HOW TO COMPLETE THIS TASK
For the material below, please count the lines containing "side". Reply with the count alone.

>>>

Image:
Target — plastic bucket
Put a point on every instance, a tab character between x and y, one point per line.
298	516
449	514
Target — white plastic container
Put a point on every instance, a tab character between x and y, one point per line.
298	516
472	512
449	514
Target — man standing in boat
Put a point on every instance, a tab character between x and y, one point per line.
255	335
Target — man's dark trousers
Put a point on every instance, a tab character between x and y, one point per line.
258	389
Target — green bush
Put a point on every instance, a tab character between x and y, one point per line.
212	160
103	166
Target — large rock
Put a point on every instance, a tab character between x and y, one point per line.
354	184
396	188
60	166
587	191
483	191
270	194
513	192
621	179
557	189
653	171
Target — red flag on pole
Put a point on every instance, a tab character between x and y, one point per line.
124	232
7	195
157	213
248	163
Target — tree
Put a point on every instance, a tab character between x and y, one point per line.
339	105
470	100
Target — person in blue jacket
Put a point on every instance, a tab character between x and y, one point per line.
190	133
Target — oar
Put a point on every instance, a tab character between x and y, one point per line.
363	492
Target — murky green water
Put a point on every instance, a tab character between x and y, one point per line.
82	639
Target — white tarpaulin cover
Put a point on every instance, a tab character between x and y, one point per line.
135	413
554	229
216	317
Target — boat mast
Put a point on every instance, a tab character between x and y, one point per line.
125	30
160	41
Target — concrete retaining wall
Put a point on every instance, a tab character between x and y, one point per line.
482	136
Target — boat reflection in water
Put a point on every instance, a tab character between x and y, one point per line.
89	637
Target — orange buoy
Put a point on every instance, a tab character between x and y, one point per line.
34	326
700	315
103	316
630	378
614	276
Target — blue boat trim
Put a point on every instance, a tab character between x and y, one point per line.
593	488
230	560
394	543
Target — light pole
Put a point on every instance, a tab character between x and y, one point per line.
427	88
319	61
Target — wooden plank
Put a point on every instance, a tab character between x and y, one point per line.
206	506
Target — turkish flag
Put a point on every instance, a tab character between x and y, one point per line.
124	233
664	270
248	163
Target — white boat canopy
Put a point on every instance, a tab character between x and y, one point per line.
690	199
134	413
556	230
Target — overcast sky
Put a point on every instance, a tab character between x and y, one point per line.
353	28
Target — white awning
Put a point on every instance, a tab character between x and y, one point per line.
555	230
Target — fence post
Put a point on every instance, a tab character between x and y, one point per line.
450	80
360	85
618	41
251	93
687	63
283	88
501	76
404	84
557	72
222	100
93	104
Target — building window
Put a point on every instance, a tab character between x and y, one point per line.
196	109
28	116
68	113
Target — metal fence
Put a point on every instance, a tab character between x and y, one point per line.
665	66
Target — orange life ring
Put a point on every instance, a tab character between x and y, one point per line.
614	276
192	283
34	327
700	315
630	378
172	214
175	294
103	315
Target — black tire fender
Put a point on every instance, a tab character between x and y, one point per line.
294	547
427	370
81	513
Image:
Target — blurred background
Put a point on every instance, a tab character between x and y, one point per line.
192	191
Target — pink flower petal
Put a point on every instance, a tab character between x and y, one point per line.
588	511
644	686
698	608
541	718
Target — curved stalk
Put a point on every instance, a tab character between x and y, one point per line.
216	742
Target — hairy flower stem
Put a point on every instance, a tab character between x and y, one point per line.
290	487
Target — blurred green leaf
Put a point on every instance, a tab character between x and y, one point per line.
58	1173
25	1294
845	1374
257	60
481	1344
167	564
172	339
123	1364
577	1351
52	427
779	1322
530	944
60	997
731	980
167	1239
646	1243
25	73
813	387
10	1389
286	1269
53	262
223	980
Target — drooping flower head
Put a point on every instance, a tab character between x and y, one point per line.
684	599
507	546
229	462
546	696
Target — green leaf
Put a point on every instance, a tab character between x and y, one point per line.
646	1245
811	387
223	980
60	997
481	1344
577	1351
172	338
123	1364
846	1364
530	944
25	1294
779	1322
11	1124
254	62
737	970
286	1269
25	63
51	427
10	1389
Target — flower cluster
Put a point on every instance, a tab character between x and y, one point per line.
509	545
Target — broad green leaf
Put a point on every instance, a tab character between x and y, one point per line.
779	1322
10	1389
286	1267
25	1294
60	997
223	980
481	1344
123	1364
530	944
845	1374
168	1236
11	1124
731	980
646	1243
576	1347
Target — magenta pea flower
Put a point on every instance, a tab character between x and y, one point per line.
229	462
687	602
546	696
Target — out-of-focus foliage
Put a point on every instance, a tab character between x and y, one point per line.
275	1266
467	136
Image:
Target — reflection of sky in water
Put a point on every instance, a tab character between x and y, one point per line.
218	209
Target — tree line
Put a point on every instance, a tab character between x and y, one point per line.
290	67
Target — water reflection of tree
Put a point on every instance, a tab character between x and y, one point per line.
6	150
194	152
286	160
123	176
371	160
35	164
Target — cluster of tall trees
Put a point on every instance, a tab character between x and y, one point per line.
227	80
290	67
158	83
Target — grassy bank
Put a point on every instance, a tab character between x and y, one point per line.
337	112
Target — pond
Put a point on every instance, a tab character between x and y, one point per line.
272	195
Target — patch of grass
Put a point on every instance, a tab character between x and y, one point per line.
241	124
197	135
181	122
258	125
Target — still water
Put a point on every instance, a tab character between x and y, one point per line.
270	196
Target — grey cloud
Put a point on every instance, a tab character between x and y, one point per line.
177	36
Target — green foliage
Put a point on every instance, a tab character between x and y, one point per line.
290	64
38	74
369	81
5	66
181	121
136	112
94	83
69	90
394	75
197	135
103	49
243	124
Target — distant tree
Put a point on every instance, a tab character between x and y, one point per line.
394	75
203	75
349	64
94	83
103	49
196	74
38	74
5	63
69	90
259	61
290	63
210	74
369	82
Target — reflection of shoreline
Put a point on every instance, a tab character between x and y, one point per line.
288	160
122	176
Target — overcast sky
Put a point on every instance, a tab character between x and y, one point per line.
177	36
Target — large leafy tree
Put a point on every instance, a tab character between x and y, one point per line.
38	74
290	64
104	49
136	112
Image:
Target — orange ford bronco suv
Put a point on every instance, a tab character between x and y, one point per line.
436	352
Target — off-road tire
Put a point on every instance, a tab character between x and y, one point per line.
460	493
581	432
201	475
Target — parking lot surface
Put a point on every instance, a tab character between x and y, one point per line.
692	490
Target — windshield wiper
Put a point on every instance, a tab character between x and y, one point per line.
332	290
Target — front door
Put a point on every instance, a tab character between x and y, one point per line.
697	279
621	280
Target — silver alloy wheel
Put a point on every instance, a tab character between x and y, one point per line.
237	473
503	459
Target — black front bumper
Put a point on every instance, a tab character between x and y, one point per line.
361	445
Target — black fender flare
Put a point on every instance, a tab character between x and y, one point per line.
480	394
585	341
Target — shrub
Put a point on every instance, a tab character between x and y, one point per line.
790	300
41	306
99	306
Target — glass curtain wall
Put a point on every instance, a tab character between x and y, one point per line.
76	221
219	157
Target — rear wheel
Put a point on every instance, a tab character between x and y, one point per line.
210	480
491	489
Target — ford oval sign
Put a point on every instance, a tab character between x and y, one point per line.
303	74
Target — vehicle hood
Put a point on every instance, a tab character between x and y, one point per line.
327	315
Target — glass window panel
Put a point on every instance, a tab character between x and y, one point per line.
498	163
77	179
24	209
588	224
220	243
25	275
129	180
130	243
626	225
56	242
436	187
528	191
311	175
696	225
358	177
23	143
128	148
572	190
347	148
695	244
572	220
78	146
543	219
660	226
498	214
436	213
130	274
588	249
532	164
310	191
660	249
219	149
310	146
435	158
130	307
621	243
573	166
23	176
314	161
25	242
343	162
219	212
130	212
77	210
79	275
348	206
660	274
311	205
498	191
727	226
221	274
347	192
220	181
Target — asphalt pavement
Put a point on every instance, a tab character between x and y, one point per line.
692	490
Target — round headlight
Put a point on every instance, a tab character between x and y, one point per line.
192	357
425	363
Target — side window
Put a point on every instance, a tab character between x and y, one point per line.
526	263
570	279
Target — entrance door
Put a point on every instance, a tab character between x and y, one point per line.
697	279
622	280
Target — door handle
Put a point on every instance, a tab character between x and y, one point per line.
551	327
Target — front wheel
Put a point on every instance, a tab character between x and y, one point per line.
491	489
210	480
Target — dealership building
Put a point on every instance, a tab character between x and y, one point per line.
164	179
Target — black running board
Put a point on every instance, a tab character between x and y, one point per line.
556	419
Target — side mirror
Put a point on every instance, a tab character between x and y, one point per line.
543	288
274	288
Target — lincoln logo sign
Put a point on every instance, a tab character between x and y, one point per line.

<<<

WRITTEN RESPONSE
2